KDnuggets Home » Polls » Analytics work done in R (Mar 2011)

Analytics work done in R


What part of your analytics / data mining work in the past 12 months was done in R? [360 votes total]
None  36.4% (all)
 40.7% (US/Canada)
 30.2% (Europe)
1-10%  12.5% (all)
 12.2% (US/Canada)
 14.3% (Europe)
11-25%  7.8%
 8.1% (US/Canada)
 10.3% (Europe)
26-50%  9.7%
 11% (US/Canada)
 8.7% (Europe)
51-75%  13.1%
 13.4% (US/Canada)
 13.5% (Europe)
76-100%  20.6%
 14.5% (US)
 23.0% (Europe)


Gregory PS: bi-modal distribution
The poll results suggest a bi-modal distribution, with 36% not using R, and 34% using R for more than half of their analytics work. Most people use R in conjunction with other tools, and below is a great wealth of links about them.

Information supplied
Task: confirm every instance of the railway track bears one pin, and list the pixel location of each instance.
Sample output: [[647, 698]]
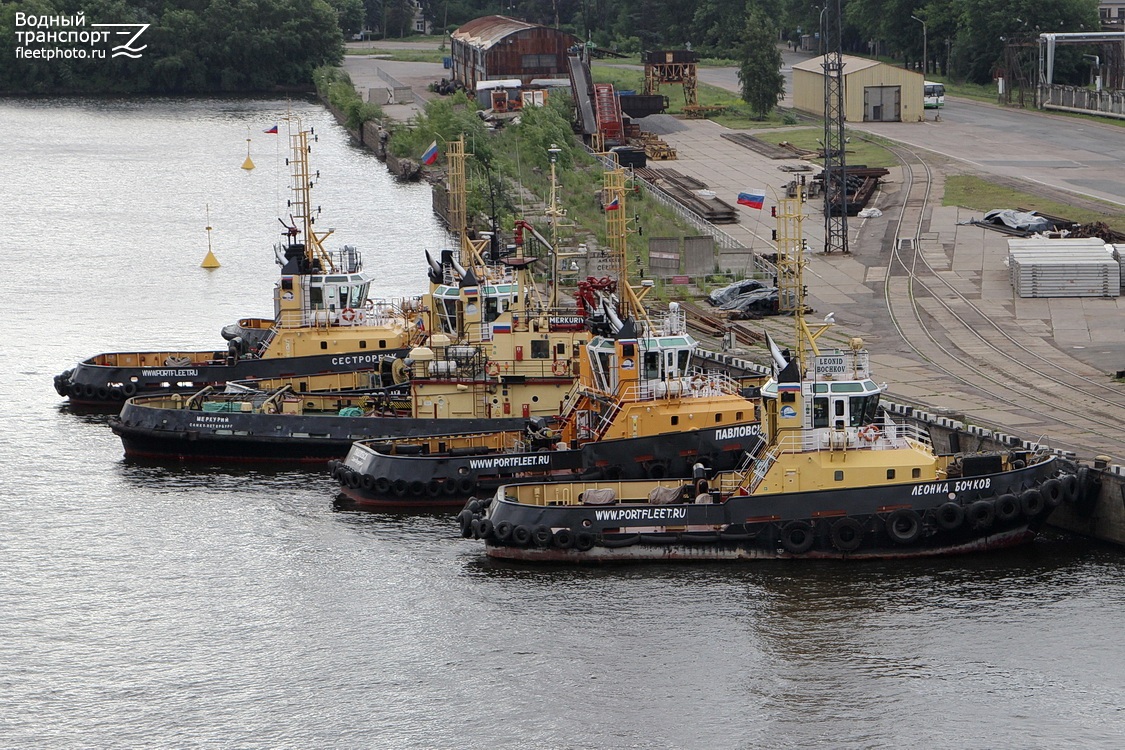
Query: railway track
[[1005, 371]]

What to do
**1.** How many votes in total did the poll on analytics work done in R receive?
**2.** Write a continuation of the poll page on analytics work done in R, starting after its last sentence.

Task responses
**1.** 360 votes.

**2.**
Regional analysis shows that European data miners are more likely to be using R for a majority of their work. Here is the distribution of respondents by region:

  • US/Canada: 48%
  • Europe: 35%
  • Asia: 7%
  • Latin America: 4.5%
  • Africa, Middle East, AU/New Zealand: 5.5%

Tim Goh, R user interfaces
It would also be interesting to see, which user interfaces people use for their work with R:

More (?) widely used
core R interface, scripts & command line, Rattle, R Commander, Red-R (based on Orange and R), RevolutionAnalytics, RKWard, RStudio, RapidMiner (with R extension), Eclipse with Stat-ET, IBM SPSS Modeler (with R interface), JGR (Java GUI for R, pronounced "jaguar"), KNIME (with R extension), PMG (Poor man's GUI), Quick-R, SAS (with R interface), SciViews-R

Less (?) widely used
R AnalyticFlow , R Excel (R-interface for Excel) , RGNumeric , R-GUI or RGUI , RNetWeb , RServe , RSessionDA , RSoap , RStats , RStatServer , R Web , R Zope , Bio-R , Brodgar , Deducer , ESS , GrapheR , JEdit , Oracle Data Miner (ODM) (with R-ODM interface) , Tinn-R , others (please specify)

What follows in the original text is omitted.